Extract provided:
** start **

The moment functioned like something of a bridge from a campaign that had just ended to one that was just getting started. In less than a day, a rush of rapid-fire endorsements and a fundraising windfall seemed to silence any serious challenge to Harris taking over Biden’s mantle. Her campaign, which began calling itself “Team Harris,” says it brought in $81 million in fundraising over those first 24 hours, and signed up 28,000 new campaign volunteers.
By Monday afternoon, former House Speaker Nancy Pelosi, an influential figure among Democrats who had notably not joined in the wave of endorsements on Sunday, broke her silence and said she had “full confidence” Harris would lead Democrats “to victory in November.” Across much of the party’s leadership, it was a signal that a nomination fight had become increasingly unlikely.
Before her nomination is official, Harris will have to work to ensure she has the votes of 1,976 convention delegates. “It is my intention to go out and earn this nomination, and to win,” Harris told her campaign staff. She previewed the twin engines of her message: Prosecuting the case against Donald Trump and painting for voters a vision for the country that expands rights and access to prosperity beyond the wealthy.

** end **

(Photo-based point labeling data)

** start **

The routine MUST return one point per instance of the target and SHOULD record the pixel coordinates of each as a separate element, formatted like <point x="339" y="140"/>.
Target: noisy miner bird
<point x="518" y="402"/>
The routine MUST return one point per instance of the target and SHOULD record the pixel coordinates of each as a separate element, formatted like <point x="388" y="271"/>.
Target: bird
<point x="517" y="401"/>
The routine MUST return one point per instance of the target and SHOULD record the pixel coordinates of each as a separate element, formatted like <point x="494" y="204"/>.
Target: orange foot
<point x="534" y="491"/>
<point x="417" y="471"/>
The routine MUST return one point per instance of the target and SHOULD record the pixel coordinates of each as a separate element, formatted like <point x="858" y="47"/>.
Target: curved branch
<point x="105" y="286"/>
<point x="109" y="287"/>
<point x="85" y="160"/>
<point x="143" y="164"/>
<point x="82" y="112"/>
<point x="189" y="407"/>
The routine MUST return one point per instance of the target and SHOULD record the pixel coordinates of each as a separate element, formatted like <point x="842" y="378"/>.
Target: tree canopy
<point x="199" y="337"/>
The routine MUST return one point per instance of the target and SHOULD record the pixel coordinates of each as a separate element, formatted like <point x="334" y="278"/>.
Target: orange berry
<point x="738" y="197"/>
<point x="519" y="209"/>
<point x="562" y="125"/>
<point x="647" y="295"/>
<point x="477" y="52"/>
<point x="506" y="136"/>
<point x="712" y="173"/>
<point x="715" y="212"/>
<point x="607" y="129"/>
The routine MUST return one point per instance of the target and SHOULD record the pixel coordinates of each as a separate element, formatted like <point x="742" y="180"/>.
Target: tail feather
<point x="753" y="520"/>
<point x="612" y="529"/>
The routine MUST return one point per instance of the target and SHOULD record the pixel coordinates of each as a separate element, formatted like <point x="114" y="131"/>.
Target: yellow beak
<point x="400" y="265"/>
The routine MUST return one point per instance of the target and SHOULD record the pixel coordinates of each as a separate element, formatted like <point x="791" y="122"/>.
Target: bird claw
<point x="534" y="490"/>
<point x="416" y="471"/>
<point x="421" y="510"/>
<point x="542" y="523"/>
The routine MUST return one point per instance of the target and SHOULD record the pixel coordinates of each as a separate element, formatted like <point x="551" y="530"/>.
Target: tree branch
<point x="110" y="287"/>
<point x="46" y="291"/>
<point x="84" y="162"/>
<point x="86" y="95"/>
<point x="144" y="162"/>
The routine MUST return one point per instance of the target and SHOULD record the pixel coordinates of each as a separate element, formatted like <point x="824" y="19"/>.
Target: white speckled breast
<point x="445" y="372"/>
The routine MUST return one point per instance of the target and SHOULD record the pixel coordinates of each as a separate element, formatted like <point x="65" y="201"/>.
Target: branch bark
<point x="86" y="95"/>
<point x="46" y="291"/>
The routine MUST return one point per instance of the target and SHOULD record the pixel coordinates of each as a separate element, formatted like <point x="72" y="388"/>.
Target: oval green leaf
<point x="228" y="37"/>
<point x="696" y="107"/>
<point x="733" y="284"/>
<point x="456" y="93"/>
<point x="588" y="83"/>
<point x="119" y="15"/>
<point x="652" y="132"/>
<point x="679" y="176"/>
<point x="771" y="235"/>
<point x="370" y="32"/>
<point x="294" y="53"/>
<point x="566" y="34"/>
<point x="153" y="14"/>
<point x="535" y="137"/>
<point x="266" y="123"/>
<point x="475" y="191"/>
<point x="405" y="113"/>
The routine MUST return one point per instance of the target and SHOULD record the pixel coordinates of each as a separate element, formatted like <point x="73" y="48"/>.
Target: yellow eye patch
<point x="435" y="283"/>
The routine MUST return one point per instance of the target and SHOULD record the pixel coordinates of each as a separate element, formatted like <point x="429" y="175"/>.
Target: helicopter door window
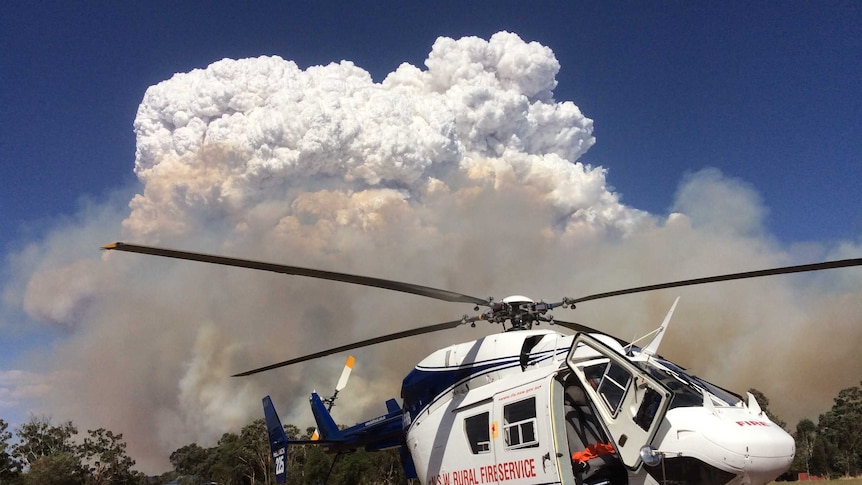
<point x="478" y="431"/>
<point x="519" y="424"/>
<point x="613" y="386"/>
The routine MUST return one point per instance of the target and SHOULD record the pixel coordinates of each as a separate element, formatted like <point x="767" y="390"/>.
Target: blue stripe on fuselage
<point x="425" y="384"/>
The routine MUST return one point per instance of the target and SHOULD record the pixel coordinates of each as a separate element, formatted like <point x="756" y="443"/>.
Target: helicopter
<point x="537" y="406"/>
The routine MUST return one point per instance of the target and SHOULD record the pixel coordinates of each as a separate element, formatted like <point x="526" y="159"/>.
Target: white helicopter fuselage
<point x="512" y="408"/>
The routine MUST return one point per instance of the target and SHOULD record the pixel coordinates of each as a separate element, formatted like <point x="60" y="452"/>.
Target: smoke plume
<point x="463" y="175"/>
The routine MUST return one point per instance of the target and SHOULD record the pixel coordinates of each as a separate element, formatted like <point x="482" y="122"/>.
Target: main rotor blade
<point x="364" y="343"/>
<point x="579" y="327"/>
<point x="436" y="293"/>
<point x="844" y="263"/>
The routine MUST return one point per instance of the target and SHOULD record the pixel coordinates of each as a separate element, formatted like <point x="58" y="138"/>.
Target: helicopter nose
<point x="756" y="447"/>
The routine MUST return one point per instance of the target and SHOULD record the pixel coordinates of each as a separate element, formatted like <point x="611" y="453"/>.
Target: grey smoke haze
<point x="463" y="175"/>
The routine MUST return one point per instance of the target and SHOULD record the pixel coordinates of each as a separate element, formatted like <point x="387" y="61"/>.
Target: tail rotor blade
<point x="345" y="374"/>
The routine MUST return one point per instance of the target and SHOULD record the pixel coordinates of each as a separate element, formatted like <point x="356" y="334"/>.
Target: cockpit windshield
<point x="688" y="389"/>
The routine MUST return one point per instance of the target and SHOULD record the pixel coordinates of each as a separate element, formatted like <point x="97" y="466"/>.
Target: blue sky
<point x="767" y="93"/>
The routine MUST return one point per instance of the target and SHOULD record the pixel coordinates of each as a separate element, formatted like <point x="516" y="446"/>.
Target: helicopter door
<point x="523" y="444"/>
<point x="630" y="402"/>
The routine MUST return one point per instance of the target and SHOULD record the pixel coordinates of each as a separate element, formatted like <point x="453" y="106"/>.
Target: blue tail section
<point x="277" y="440"/>
<point x="325" y="424"/>
<point x="381" y="433"/>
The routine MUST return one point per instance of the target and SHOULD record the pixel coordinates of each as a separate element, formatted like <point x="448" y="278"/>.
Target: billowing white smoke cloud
<point x="463" y="175"/>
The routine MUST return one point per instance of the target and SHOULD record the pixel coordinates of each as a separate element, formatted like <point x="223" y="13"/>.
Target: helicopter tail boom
<point x="277" y="440"/>
<point x="326" y="427"/>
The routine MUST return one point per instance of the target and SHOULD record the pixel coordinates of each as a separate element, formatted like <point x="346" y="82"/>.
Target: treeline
<point x="48" y="454"/>
<point x="833" y="446"/>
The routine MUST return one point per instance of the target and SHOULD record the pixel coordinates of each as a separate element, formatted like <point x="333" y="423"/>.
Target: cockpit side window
<point x="613" y="385"/>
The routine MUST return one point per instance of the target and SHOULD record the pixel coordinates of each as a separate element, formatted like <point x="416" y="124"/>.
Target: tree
<point x="8" y="465"/>
<point x="107" y="452"/>
<point x="62" y="468"/>
<point x="804" y="436"/>
<point x="37" y="439"/>
<point x="191" y="461"/>
<point x="842" y="429"/>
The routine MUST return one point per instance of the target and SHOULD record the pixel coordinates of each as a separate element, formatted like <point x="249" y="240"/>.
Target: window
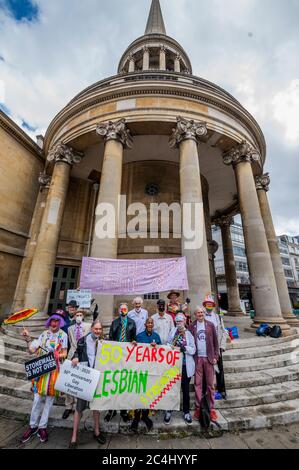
<point x="288" y="273"/>
<point x="239" y="251"/>
<point x="241" y="266"/>
<point x="152" y="296"/>
<point x="65" y="278"/>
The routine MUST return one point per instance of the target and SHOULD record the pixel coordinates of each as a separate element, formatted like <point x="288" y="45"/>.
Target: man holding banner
<point x="148" y="336"/>
<point x="86" y="352"/>
<point x="122" y="329"/>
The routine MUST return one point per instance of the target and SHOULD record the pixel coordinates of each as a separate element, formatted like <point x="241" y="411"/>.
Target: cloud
<point x="249" y="47"/>
<point x="286" y="111"/>
<point x="21" y="10"/>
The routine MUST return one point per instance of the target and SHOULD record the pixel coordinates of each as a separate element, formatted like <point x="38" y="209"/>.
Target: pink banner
<point x="121" y="277"/>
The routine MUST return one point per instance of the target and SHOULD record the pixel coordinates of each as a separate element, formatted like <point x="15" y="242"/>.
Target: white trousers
<point x="41" y="410"/>
<point x="70" y="402"/>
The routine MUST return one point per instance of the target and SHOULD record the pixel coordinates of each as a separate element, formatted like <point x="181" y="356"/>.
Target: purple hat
<point x="55" y="317"/>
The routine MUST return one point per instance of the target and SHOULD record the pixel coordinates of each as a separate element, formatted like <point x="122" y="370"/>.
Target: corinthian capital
<point x="263" y="182"/>
<point x="187" y="129"/>
<point x="243" y="152"/>
<point x="63" y="153"/>
<point x="44" y="180"/>
<point x="224" y="220"/>
<point x="116" y="131"/>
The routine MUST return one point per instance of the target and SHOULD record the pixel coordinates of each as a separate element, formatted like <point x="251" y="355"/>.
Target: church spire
<point x="155" y="22"/>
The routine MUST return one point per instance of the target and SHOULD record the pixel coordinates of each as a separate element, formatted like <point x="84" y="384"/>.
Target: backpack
<point x="263" y="330"/>
<point x="275" y="332"/>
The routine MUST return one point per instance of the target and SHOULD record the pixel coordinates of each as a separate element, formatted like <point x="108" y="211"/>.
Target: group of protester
<point x="69" y="336"/>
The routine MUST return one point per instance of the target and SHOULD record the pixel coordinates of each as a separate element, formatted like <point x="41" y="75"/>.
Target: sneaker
<point x="101" y="438"/>
<point x="125" y="416"/>
<point x="73" y="445"/>
<point x="29" y="434"/>
<point x="167" y="417"/>
<point x="43" y="435"/>
<point x="148" y="422"/>
<point x="134" y="425"/>
<point x="187" y="418"/>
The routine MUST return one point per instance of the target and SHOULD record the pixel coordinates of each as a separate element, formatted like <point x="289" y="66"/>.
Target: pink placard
<point x="120" y="277"/>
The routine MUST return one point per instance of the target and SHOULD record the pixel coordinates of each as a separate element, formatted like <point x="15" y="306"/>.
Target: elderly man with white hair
<point x="138" y="314"/>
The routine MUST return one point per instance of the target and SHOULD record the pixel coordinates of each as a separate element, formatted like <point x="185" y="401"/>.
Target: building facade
<point x="289" y="251"/>
<point x="154" y="132"/>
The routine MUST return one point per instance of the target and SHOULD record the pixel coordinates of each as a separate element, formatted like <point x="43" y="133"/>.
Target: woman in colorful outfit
<point x="181" y="338"/>
<point x="51" y="340"/>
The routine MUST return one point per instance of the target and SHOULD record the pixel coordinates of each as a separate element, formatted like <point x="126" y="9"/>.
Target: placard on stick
<point x="40" y="366"/>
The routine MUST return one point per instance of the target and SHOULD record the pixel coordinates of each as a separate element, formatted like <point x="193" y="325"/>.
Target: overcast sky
<point x="52" y="49"/>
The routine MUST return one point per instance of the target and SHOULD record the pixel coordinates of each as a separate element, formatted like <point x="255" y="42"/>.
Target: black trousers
<point x="220" y="380"/>
<point x="185" y="389"/>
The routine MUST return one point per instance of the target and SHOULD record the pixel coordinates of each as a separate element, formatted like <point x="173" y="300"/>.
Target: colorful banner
<point x="79" y="382"/>
<point x="40" y="366"/>
<point x="124" y="277"/>
<point x="82" y="297"/>
<point x="137" y="377"/>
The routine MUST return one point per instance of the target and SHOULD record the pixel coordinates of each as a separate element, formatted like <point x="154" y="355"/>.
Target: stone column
<point x="262" y="186"/>
<point x="162" y="58"/>
<point x="177" y="64"/>
<point x="43" y="264"/>
<point x="117" y="137"/>
<point x="185" y="136"/>
<point x="233" y="294"/>
<point x="131" y="63"/>
<point x="145" y="65"/>
<point x="263" y="285"/>
<point x="44" y="181"/>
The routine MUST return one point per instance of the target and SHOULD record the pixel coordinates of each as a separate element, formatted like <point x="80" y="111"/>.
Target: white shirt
<point x="50" y="341"/>
<point x="163" y="326"/>
<point x="91" y="350"/>
<point x="201" y="339"/>
<point x="214" y="318"/>
<point x="139" y="319"/>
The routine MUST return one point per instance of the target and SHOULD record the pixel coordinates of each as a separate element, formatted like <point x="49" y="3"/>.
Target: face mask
<point x="94" y="337"/>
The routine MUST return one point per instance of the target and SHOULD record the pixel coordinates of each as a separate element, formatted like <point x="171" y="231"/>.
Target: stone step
<point x="262" y="363"/>
<point x="257" y="342"/>
<point x="262" y="351"/>
<point x="14" y="343"/>
<point x="237" y="419"/>
<point x="236" y="398"/>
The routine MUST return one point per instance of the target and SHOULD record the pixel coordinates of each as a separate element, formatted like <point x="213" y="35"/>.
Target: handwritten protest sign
<point x="40" y="366"/>
<point x="80" y="381"/>
<point x="140" y="377"/>
<point x="82" y="297"/>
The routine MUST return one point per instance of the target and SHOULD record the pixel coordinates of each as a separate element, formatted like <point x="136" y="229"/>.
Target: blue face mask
<point x="94" y="337"/>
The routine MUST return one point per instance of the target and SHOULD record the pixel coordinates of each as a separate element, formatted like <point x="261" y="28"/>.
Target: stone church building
<point x="155" y="133"/>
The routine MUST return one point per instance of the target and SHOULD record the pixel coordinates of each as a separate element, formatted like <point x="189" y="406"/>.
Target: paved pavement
<point x="276" y="438"/>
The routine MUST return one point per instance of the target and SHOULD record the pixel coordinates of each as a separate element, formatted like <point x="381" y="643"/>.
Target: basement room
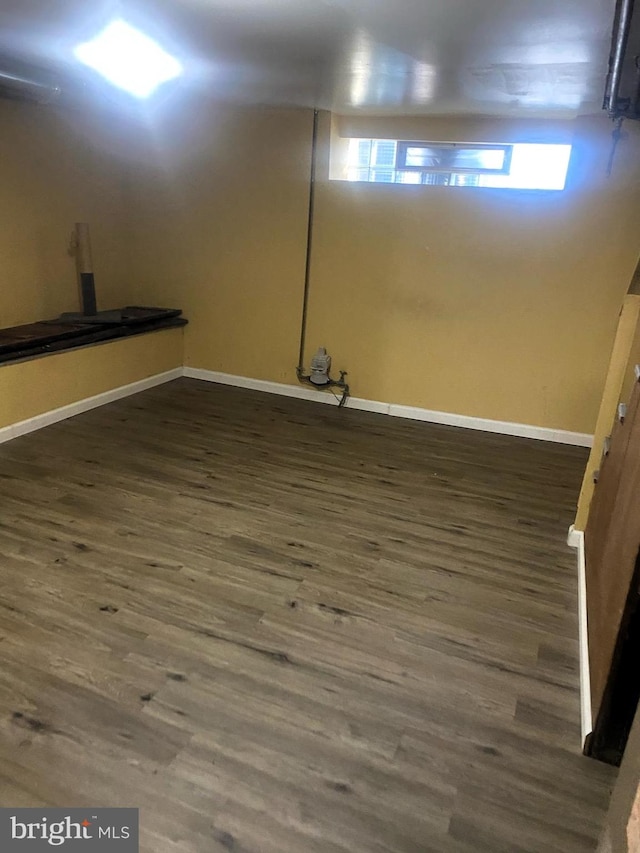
<point x="320" y="426"/>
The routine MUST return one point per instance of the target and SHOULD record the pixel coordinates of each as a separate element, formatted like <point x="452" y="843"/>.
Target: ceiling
<point x="491" y="57"/>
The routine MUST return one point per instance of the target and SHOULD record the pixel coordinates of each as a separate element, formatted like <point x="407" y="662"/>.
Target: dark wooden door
<point x="612" y="542"/>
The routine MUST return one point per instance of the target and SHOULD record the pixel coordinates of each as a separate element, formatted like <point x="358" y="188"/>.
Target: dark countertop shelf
<point x="51" y="336"/>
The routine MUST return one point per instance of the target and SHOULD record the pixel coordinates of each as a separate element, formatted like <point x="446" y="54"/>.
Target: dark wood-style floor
<point x="278" y="627"/>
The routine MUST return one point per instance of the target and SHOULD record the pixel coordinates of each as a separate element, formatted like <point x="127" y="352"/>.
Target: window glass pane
<point x="423" y="157"/>
<point x="382" y="176"/>
<point x="434" y="157"/>
<point x="363" y="155"/>
<point x="532" y="166"/>
<point x="463" y="180"/>
<point x="358" y="174"/>
<point x="408" y="178"/>
<point x="478" y="158"/>
<point x="383" y="153"/>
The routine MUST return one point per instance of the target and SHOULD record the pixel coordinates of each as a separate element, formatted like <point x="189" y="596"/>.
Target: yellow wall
<point x="495" y="304"/>
<point x="219" y="219"/>
<point x="59" y="166"/>
<point x="489" y="303"/>
<point x="53" y="174"/>
<point x="39" y="385"/>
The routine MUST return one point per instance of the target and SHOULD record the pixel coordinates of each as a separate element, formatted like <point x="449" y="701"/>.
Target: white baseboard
<point x="64" y="412"/>
<point x="449" y="419"/>
<point x="575" y="539"/>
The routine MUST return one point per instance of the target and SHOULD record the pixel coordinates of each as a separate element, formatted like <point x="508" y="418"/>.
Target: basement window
<point x="521" y="166"/>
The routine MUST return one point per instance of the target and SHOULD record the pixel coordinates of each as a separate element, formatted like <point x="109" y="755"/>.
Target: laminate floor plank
<point x="277" y="627"/>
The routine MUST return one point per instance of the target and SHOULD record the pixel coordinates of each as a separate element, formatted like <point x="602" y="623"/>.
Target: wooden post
<point x="619" y="366"/>
<point x="84" y="264"/>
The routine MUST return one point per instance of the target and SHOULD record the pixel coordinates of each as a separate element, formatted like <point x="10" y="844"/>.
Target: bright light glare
<point x="129" y="59"/>
<point x="533" y="167"/>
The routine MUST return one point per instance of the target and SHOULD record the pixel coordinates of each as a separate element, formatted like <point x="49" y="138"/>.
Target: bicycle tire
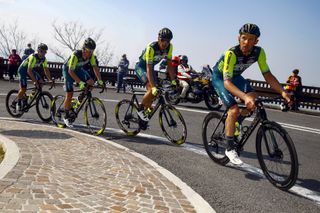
<point x="169" y="124"/>
<point x="271" y="157"/>
<point x="44" y="102"/>
<point x="11" y="96"/>
<point x="57" y="111"/>
<point x="127" y="117"/>
<point x="95" y="116"/>
<point x="214" y="142"/>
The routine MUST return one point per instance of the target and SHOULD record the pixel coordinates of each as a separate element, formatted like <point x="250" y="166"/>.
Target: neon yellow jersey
<point x="234" y="63"/>
<point x="34" y="61"/>
<point x="153" y="54"/>
<point x="76" y="61"/>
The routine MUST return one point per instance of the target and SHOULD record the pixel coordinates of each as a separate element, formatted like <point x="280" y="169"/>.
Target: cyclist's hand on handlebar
<point x="249" y="101"/>
<point x="101" y="83"/>
<point x="154" y="91"/>
<point x="82" y="85"/>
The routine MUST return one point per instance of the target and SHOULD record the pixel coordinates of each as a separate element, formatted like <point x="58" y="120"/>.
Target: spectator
<point x="294" y="85"/>
<point x="122" y="72"/>
<point x="28" y="51"/>
<point x="13" y="63"/>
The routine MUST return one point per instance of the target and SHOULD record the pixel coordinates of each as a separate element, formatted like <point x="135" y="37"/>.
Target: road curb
<point x="193" y="197"/>
<point x="11" y="156"/>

** end **

Work to complete:
1 – Answer these questions using the passage on Kamala Harris's campaign launch:
(a) How much money does her campaign say it raised in its first 24 hours?
(b) Who broke her silence on Monday afternoon to express "full confidence" in Harris?
(c) How many convention delegates' votes must Harris secure before her nomination is official?
2 – Proceed with the passage on Kamala Harris's campaign launch, picking up after its final sentence.
This material was taken from a separate source.

Results for the exercise:
1 –
(a) $81 million
(b) Former House Speaker Nancy Pelosi
(c) 1,976

2 –
She said in her long career as a prosecutor, she’s taken on perpetrators of all kinds: "Predators who abused women, fraudsters who ripped off consumers, cheaters who broke the rules for their own gain," she said. "So hear me when I say, I know Donald Trump’s type."
Harris reviewed at length how her prosecutorial record lined up with Trump’s history of legal troubles. She said she’d prosecuted sexual assaults, and noted “Donald Trump was found liable by jury for committing sexual abuse.” She said she’d won cases against for-profit colleges and Trump’s own Trump University was forced to pay a multi-million dollar settlement. She said she’d won judgments against big banks for fraud in the wake of the foreclosure crisis, and a New York jury convicted Trump of fraud.
“This campaign is not just about us versus Donald Trump,” she said, and someone in the room shouted, “Preach!”
Harris then transitioned to the thrust of her policy argument. “Donald Trump wants to take our country backward to a time before many of our fellow Americans had full freedoms and rights,” she said. “We believe in a brighter future that makes room for all Americans,” she said.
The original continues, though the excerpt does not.